Supplied material
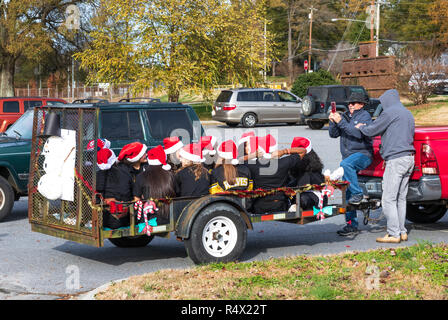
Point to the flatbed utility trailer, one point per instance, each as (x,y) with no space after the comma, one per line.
(213,227)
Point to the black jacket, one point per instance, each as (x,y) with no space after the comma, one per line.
(186,185)
(219,184)
(273,174)
(352,140)
(117,182)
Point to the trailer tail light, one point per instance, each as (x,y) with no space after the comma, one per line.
(228,107)
(428,160)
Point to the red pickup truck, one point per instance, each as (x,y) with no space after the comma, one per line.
(428,188)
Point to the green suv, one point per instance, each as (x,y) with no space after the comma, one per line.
(120,123)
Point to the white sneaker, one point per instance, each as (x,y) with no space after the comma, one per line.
(337,174)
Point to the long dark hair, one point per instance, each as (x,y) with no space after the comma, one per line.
(158,183)
(310,163)
(230,172)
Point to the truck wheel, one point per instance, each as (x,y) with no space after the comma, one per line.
(6,198)
(308,105)
(249,120)
(218,234)
(315,125)
(425,213)
(132,242)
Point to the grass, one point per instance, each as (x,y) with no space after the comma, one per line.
(417,272)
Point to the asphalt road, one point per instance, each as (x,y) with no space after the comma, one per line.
(37,266)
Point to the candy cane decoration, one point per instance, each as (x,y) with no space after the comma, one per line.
(148,207)
(327,191)
(139,207)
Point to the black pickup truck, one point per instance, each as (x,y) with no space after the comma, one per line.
(316,105)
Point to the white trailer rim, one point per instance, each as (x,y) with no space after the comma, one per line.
(219,236)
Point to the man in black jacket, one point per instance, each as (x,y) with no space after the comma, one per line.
(396,127)
(356,150)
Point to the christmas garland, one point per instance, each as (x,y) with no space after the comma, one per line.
(257,193)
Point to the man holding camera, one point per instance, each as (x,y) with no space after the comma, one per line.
(356,150)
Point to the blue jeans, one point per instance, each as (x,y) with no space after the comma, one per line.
(352,165)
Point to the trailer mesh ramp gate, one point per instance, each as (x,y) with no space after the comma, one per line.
(76,220)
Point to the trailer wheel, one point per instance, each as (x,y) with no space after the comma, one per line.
(425,213)
(6,198)
(132,242)
(218,234)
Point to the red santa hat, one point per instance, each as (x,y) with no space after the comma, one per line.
(132,152)
(192,152)
(172,144)
(252,143)
(267,144)
(105,158)
(209,143)
(245,137)
(228,150)
(300,142)
(157,157)
(100,144)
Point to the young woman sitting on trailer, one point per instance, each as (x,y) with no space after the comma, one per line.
(156,182)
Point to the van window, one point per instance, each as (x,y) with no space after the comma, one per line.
(319,94)
(52,103)
(121,125)
(337,94)
(358,89)
(162,123)
(11,107)
(268,96)
(31,104)
(250,96)
(286,97)
(224,96)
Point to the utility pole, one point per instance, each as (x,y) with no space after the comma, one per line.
(310,37)
(372,19)
(265,52)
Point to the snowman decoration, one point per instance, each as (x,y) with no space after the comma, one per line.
(59,166)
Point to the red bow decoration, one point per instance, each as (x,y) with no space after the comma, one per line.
(144,209)
(326,191)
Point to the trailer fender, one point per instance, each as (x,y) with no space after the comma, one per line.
(194,208)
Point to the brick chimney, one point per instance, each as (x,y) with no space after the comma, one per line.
(367,49)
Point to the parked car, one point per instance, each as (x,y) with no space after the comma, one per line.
(13,107)
(139,99)
(436,82)
(428,188)
(120,123)
(316,104)
(89,100)
(255,106)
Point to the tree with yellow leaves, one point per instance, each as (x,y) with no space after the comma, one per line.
(26,30)
(176,45)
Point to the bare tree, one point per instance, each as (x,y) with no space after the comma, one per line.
(420,72)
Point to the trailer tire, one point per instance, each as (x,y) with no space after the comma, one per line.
(218,234)
(132,242)
(6,198)
(425,213)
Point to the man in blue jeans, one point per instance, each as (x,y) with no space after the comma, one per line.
(356,150)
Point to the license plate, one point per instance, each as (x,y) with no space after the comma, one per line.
(373,186)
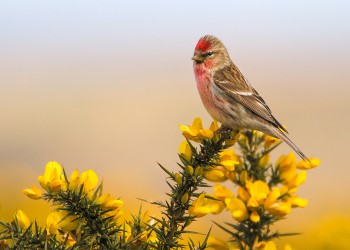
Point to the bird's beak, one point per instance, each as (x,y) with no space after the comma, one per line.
(197,58)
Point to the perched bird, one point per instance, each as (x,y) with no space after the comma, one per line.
(228,96)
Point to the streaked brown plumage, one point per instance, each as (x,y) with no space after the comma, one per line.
(228,96)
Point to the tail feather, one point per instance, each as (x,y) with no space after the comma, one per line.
(280,134)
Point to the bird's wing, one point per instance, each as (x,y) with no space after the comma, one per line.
(231,81)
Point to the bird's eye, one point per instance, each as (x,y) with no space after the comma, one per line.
(208,54)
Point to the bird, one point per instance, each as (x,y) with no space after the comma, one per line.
(228,96)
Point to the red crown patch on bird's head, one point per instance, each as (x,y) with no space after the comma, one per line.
(204,44)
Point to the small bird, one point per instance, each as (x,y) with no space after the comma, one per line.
(228,96)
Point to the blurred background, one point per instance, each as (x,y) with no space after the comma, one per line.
(104,85)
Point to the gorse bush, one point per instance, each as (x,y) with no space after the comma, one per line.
(257,193)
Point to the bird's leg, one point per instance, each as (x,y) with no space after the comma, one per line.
(223,130)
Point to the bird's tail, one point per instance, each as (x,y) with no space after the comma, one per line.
(280,134)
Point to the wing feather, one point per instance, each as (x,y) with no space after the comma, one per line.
(231,81)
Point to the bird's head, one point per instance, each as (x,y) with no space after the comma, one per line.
(210,53)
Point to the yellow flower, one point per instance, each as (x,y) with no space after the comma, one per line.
(22,219)
(52,223)
(33,193)
(89,179)
(217,174)
(222,192)
(185,151)
(280,208)
(243,194)
(297,201)
(254,217)
(258,190)
(305,165)
(272,198)
(203,206)
(237,208)
(228,159)
(59,220)
(214,126)
(196,132)
(52,180)
(178,179)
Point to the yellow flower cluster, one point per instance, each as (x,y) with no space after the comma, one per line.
(219,244)
(254,198)
(138,232)
(54,181)
(269,192)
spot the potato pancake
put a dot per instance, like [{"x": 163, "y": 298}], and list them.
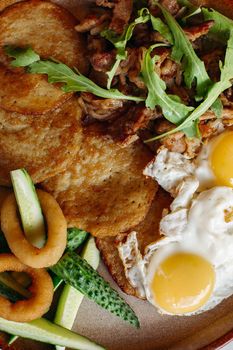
[
  {"x": 44, "y": 145},
  {"x": 104, "y": 191}
]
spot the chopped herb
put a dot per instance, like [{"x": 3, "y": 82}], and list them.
[
  {"x": 60, "y": 73},
  {"x": 194, "y": 68},
  {"x": 173, "y": 110},
  {"x": 120, "y": 42},
  {"x": 213, "y": 94}
]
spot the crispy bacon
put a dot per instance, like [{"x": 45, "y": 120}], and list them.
[
  {"x": 195, "y": 32},
  {"x": 121, "y": 15}
]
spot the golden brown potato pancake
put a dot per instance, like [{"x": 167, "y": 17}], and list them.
[
  {"x": 47, "y": 28},
  {"x": 147, "y": 232},
  {"x": 28, "y": 93},
  {"x": 104, "y": 191},
  {"x": 44, "y": 144}
]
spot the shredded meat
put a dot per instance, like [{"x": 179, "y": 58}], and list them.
[
  {"x": 125, "y": 128},
  {"x": 101, "y": 109},
  {"x": 93, "y": 24},
  {"x": 195, "y": 32},
  {"x": 102, "y": 61},
  {"x": 121, "y": 15}
]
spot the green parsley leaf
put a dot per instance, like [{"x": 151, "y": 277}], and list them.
[
  {"x": 222, "y": 25},
  {"x": 194, "y": 68},
  {"x": 213, "y": 93},
  {"x": 162, "y": 28},
  {"x": 120, "y": 42},
  {"x": 73, "y": 81},
  {"x": 23, "y": 57},
  {"x": 217, "y": 108},
  {"x": 173, "y": 110}
]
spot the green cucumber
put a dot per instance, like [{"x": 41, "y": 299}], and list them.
[
  {"x": 29, "y": 207},
  {"x": 71, "y": 299},
  {"x": 45, "y": 331},
  {"x": 80, "y": 275},
  {"x": 75, "y": 237}
]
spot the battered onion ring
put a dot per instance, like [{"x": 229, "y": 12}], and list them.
[
  {"x": 56, "y": 232},
  {"x": 41, "y": 290}
]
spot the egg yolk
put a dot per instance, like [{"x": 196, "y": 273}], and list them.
[
  {"x": 183, "y": 283},
  {"x": 222, "y": 159}
]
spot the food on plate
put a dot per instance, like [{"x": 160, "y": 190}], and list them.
[
  {"x": 104, "y": 191},
  {"x": 41, "y": 292},
  {"x": 147, "y": 232},
  {"x": 124, "y": 117},
  {"x": 45, "y": 27},
  {"x": 196, "y": 243},
  {"x": 79, "y": 274},
  {"x": 56, "y": 232},
  {"x": 47, "y": 142}
]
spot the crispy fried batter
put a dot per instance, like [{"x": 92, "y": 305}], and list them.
[
  {"x": 28, "y": 93},
  {"x": 148, "y": 231},
  {"x": 47, "y": 28},
  {"x": 44, "y": 145},
  {"x": 104, "y": 190}
]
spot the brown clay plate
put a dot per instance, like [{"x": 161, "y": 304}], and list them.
[{"x": 157, "y": 331}]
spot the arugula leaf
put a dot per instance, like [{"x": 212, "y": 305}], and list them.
[
  {"x": 60, "y": 73},
  {"x": 172, "y": 109},
  {"x": 23, "y": 56},
  {"x": 162, "y": 28},
  {"x": 222, "y": 25},
  {"x": 191, "y": 10},
  {"x": 214, "y": 92},
  {"x": 194, "y": 68},
  {"x": 217, "y": 108},
  {"x": 120, "y": 42}
]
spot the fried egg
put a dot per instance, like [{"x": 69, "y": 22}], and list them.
[{"x": 190, "y": 269}]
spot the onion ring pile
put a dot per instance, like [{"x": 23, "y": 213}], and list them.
[
  {"x": 41, "y": 290},
  {"x": 56, "y": 232}
]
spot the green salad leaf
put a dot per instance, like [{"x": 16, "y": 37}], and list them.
[
  {"x": 213, "y": 93},
  {"x": 120, "y": 42},
  {"x": 194, "y": 68},
  {"x": 60, "y": 73},
  {"x": 217, "y": 108},
  {"x": 173, "y": 110},
  {"x": 162, "y": 28},
  {"x": 222, "y": 24},
  {"x": 23, "y": 56}
]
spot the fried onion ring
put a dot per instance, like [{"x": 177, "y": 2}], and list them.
[
  {"x": 41, "y": 292},
  {"x": 21, "y": 247}
]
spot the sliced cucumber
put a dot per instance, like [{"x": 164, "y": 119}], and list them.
[
  {"x": 29, "y": 207},
  {"x": 75, "y": 237},
  {"x": 45, "y": 331},
  {"x": 71, "y": 299},
  {"x": 80, "y": 275}
]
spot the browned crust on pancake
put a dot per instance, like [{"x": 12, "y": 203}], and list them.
[
  {"x": 104, "y": 191},
  {"x": 44, "y": 145},
  {"x": 47, "y": 28},
  {"x": 147, "y": 232}
]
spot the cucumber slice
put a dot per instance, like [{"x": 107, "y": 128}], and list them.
[
  {"x": 80, "y": 275},
  {"x": 45, "y": 331},
  {"x": 71, "y": 299},
  {"x": 75, "y": 237},
  {"x": 29, "y": 207}
]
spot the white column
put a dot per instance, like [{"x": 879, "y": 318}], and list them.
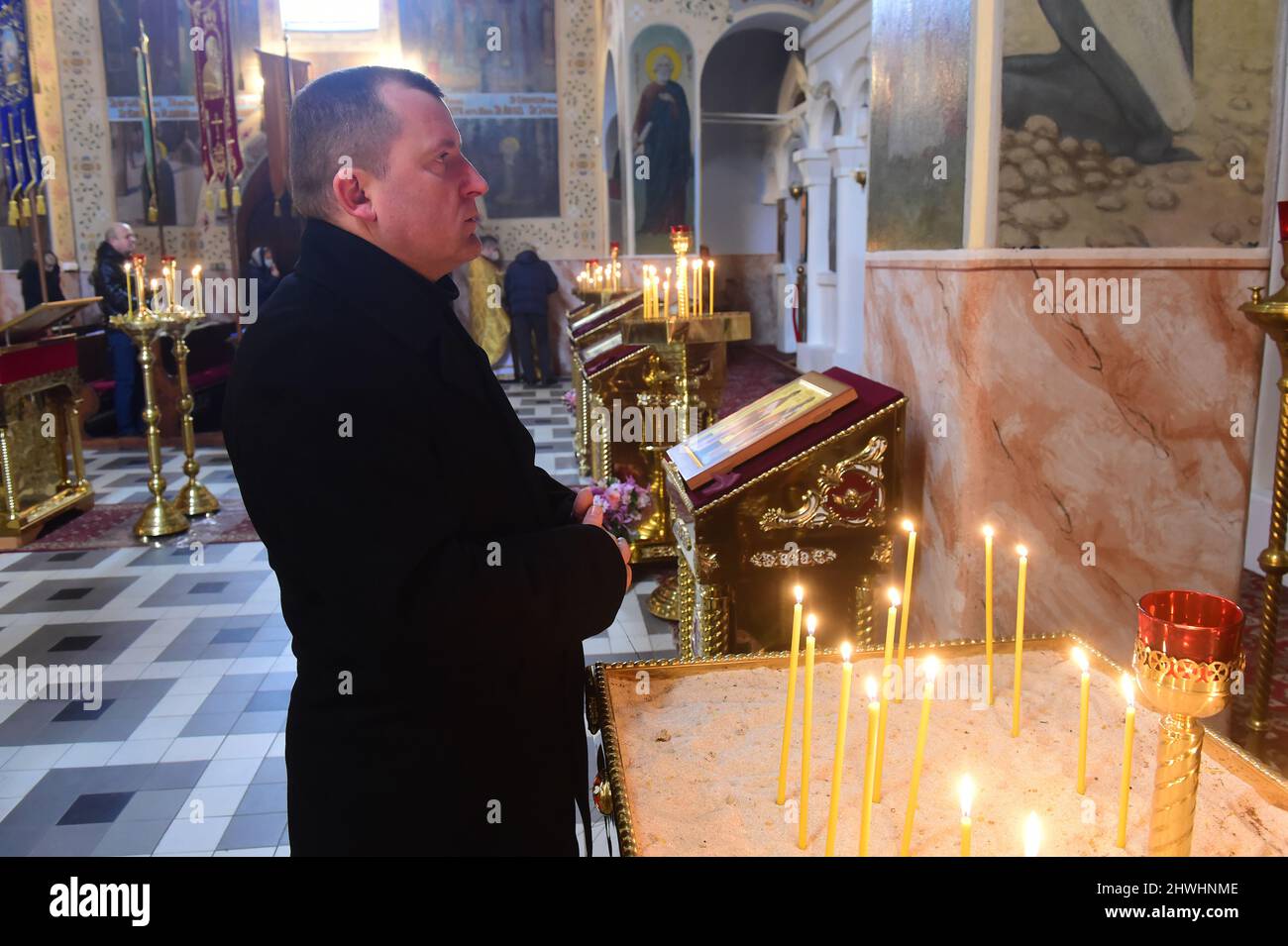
[
  {"x": 815, "y": 353},
  {"x": 849, "y": 156}
]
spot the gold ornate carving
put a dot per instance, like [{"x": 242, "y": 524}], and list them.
[
  {"x": 1154, "y": 666},
  {"x": 712, "y": 619},
  {"x": 849, "y": 494},
  {"x": 793, "y": 556},
  {"x": 687, "y": 609}
]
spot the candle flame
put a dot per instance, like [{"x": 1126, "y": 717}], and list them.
[
  {"x": 1031, "y": 835},
  {"x": 1128, "y": 686},
  {"x": 1081, "y": 659},
  {"x": 966, "y": 793}
]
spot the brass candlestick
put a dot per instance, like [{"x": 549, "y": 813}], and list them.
[
  {"x": 193, "y": 498},
  {"x": 1271, "y": 315},
  {"x": 1188, "y": 644},
  {"x": 160, "y": 516}
]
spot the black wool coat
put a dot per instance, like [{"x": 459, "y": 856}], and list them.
[{"x": 434, "y": 583}]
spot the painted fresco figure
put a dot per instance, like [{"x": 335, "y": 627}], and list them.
[
  {"x": 1132, "y": 93},
  {"x": 661, "y": 133}
]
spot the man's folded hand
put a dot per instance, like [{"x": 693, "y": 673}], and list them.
[{"x": 595, "y": 516}]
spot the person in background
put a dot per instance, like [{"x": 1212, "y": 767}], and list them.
[
  {"x": 265, "y": 270},
  {"x": 528, "y": 283},
  {"x": 29, "y": 274},
  {"x": 108, "y": 280},
  {"x": 488, "y": 323}
]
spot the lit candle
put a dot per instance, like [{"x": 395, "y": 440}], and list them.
[
  {"x": 791, "y": 695},
  {"x": 988, "y": 607},
  {"x": 1031, "y": 835},
  {"x": 140, "y": 264},
  {"x": 682, "y": 287},
  {"x": 697, "y": 286},
  {"x": 931, "y": 667},
  {"x": 806, "y": 726},
  {"x": 196, "y": 291},
  {"x": 907, "y": 594},
  {"x": 1125, "y": 787},
  {"x": 838, "y": 757},
  {"x": 870, "y": 768},
  {"x": 1019, "y": 639},
  {"x": 1083, "y": 713},
  {"x": 966, "y": 793},
  {"x": 885, "y": 684}
]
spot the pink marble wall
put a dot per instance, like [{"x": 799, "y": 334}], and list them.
[{"x": 1067, "y": 429}]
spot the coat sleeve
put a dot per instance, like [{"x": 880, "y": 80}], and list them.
[
  {"x": 380, "y": 528},
  {"x": 558, "y": 497},
  {"x": 111, "y": 288}
]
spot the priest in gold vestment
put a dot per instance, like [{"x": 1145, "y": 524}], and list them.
[{"x": 489, "y": 326}]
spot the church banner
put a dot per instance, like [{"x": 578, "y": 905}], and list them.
[
  {"x": 18, "y": 136},
  {"x": 217, "y": 95}
]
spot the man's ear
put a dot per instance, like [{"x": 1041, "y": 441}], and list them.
[{"x": 348, "y": 185}]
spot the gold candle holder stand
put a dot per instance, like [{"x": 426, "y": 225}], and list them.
[
  {"x": 1188, "y": 645},
  {"x": 160, "y": 516},
  {"x": 1271, "y": 315},
  {"x": 193, "y": 498}
]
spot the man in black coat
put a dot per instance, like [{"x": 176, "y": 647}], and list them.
[
  {"x": 108, "y": 280},
  {"x": 528, "y": 283},
  {"x": 438, "y": 584}
]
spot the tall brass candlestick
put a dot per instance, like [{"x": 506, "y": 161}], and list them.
[
  {"x": 160, "y": 516},
  {"x": 193, "y": 498},
  {"x": 1271, "y": 315},
  {"x": 1188, "y": 644}
]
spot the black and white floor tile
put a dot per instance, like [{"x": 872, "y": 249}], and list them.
[{"x": 183, "y": 756}]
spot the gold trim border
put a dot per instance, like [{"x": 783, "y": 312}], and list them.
[{"x": 599, "y": 709}]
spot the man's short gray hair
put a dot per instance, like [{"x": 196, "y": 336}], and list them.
[{"x": 342, "y": 115}]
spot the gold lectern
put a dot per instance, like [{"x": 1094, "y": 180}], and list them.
[{"x": 819, "y": 508}]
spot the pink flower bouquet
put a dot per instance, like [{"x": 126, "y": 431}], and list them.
[{"x": 623, "y": 503}]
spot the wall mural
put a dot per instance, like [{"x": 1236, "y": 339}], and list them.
[
  {"x": 1134, "y": 124},
  {"x": 662, "y": 133},
  {"x": 917, "y": 166},
  {"x": 505, "y": 100}
]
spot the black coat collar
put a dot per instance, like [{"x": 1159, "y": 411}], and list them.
[{"x": 375, "y": 283}]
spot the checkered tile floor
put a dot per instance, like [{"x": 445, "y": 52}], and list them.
[{"x": 184, "y": 755}]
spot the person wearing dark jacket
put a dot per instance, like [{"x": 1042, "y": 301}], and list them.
[
  {"x": 526, "y": 292},
  {"x": 108, "y": 280},
  {"x": 437, "y": 583},
  {"x": 29, "y": 274},
  {"x": 265, "y": 271}
]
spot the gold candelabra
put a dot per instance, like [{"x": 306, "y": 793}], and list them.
[
  {"x": 1188, "y": 645},
  {"x": 193, "y": 498},
  {"x": 143, "y": 325},
  {"x": 1271, "y": 315}
]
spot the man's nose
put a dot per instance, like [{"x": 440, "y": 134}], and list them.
[{"x": 475, "y": 184}]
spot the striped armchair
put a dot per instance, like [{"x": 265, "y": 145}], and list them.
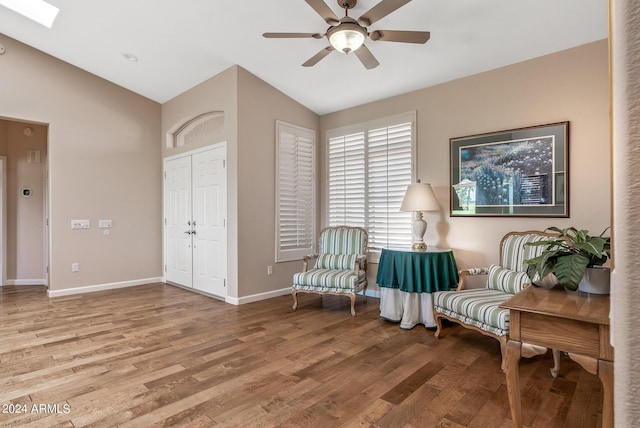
[
  {"x": 340, "y": 267},
  {"x": 479, "y": 309}
]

Exercise prompt
For the listing above, print only the lines starting at the line containing "spot the checkered tile floor" and ending at the line containing "spot the gold candelabra", exactly, both included.

Response
spot the checkered tile floor
put a dot per instance, like [{"x": 445, "y": 52}], and list them.
[{"x": 184, "y": 755}]
spot the person wearing dark jacket
put a dot per instance, like [{"x": 1042, "y": 301}], and list them.
[
  {"x": 526, "y": 292},
  {"x": 108, "y": 280},
  {"x": 437, "y": 583},
  {"x": 29, "y": 274},
  {"x": 265, "y": 271}
]
spot the gold candelabra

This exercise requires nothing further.